Print the line containing "Task: point: the tall" and each line after it through the end, please, with nothing added.
*** Supplied material
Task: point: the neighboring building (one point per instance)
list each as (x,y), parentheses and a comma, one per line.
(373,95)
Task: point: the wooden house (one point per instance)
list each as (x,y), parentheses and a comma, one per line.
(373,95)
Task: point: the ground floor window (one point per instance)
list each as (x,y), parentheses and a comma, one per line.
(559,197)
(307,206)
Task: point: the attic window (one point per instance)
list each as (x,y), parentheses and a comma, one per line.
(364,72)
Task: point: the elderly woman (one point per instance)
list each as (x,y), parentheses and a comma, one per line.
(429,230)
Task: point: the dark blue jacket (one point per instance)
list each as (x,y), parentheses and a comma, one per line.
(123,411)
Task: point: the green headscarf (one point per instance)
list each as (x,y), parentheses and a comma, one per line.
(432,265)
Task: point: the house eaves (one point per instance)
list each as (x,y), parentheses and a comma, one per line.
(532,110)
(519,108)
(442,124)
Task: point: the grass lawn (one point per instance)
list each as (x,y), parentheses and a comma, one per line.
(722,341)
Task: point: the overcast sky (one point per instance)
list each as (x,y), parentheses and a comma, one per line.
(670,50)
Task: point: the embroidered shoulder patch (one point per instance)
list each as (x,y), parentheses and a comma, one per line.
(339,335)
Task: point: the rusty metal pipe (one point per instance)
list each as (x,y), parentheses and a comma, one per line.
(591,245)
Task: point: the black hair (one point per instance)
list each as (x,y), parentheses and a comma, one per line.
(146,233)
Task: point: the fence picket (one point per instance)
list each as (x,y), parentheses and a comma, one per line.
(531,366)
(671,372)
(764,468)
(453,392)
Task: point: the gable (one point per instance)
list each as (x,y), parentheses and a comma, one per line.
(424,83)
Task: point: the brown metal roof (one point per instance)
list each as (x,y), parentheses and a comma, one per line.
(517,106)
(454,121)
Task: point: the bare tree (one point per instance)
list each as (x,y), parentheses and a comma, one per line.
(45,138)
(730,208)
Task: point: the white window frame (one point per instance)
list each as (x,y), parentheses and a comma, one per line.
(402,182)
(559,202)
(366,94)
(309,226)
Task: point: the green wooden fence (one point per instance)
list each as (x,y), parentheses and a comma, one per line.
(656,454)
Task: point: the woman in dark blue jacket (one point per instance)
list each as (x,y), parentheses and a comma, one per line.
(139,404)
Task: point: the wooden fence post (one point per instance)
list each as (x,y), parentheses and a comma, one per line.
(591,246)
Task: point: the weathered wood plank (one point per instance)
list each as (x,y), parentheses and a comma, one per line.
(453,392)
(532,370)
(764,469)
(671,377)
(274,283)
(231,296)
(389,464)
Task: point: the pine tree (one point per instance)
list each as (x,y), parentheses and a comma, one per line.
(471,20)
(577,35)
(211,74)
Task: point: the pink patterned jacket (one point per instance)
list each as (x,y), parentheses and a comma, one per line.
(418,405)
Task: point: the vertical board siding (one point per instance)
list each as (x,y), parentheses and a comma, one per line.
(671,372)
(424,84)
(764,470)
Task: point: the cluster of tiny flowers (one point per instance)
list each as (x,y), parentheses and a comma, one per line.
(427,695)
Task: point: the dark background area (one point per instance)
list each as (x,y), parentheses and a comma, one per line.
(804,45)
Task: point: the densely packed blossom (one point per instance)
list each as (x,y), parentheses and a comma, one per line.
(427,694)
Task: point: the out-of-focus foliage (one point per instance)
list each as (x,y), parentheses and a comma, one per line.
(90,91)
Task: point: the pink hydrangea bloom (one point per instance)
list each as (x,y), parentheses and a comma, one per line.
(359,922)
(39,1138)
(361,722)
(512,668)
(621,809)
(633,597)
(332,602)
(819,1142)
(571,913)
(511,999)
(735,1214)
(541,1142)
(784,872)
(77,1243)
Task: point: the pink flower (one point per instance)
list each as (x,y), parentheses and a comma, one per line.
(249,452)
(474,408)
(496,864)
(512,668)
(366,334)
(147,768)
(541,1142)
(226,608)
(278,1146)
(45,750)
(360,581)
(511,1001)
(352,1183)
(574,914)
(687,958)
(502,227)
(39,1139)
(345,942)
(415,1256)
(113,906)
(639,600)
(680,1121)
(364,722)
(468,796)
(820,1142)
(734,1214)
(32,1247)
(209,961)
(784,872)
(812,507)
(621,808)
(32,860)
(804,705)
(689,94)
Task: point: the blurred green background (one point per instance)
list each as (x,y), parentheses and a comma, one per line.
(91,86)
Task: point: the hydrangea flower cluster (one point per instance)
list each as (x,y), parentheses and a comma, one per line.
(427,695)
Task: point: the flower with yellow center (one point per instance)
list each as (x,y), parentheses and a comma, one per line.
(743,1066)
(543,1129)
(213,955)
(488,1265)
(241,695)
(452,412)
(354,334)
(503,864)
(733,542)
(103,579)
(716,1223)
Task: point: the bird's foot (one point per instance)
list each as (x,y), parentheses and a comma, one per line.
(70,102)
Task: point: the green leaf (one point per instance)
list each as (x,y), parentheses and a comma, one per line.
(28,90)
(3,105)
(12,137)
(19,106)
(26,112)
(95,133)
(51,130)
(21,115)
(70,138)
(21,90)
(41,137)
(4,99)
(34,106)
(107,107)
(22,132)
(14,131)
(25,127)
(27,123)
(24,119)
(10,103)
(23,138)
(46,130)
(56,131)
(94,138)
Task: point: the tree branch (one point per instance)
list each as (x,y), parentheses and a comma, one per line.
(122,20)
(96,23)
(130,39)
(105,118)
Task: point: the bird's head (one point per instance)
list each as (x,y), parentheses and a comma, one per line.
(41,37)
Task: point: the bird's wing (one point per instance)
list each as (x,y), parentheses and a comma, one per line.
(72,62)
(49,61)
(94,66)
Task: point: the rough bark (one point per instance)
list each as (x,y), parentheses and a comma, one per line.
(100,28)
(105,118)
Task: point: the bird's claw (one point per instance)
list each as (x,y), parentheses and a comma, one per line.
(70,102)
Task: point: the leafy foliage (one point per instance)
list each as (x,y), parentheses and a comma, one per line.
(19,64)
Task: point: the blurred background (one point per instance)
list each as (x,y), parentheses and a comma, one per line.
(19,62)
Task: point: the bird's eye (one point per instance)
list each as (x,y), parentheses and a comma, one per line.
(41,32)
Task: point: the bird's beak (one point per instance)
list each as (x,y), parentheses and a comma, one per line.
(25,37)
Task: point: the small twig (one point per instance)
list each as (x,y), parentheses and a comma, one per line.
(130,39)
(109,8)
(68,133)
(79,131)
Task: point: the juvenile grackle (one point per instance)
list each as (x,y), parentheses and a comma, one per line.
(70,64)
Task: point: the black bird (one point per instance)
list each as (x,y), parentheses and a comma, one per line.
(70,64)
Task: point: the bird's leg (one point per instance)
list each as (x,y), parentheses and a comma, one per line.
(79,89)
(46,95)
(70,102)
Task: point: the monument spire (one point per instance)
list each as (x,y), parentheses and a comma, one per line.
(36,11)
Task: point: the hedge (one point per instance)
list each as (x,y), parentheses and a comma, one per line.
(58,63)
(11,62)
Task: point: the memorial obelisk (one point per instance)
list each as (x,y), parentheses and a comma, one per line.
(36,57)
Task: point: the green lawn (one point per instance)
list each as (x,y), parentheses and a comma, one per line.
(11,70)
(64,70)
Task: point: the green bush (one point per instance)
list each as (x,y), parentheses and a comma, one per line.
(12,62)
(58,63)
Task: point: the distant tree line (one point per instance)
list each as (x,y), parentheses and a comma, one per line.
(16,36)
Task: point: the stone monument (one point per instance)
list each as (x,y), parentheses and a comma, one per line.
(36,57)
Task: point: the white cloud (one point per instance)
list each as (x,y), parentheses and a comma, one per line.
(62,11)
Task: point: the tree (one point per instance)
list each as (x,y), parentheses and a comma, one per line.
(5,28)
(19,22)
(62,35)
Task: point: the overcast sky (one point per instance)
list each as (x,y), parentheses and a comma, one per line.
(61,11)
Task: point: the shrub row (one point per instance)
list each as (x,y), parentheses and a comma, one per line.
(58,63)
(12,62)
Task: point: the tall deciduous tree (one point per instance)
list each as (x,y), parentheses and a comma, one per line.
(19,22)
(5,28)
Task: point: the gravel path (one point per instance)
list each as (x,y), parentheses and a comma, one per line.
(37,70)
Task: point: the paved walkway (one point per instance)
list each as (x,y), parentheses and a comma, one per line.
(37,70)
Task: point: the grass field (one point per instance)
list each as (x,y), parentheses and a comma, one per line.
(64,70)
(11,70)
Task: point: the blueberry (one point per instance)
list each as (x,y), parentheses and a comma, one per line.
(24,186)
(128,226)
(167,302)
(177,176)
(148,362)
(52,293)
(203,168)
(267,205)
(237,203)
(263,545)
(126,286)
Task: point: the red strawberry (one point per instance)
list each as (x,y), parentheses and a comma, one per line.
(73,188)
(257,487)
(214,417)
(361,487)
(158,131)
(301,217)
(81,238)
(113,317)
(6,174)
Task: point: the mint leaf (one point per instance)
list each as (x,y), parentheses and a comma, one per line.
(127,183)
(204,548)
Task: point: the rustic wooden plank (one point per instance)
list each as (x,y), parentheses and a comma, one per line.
******
# [The response]
Task: point: the tall deciduous tree (one point per instance)
list each as (x,y), parentheses and a comma, one per line.
(19,22)
(5,28)
Task: point: the gravel path (one point per instance)
list each as (x,y), parentheses and a comma, one per line.
(37,70)
Task: point: the paved walkway (one point per instance)
list each as (x,y), parentheses and a comma, one per line.
(37,70)
Task: point: the grass field (one point per instance)
list each as (x,y), parentheses and a comma, one per line.
(64,70)
(11,70)
Task: point: the blueberry (one point per instance)
list each as (x,y), parentheses and a comma, one per line.
(24,186)
(128,226)
(167,302)
(177,176)
(148,362)
(52,293)
(203,168)
(267,205)
(237,203)
(263,545)
(126,286)
Task: point: the red strawberry (one point per instance)
list each as (x,y), parentheses and a comma, one per line.
(73,188)
(257,487)
(214,417)
(361,487)
(158,131)
(301,217)
(81,238)
(113,317)
(6,174)
Task: point: the mint leaf (one point per instance)
list each as (x,y), parentheses and a comma, one per line.
(127,183)
(204,548)
Task: point: the rustic wooden plank (one point per instance)
list each as (x,y), parentheses and a comma, one per line.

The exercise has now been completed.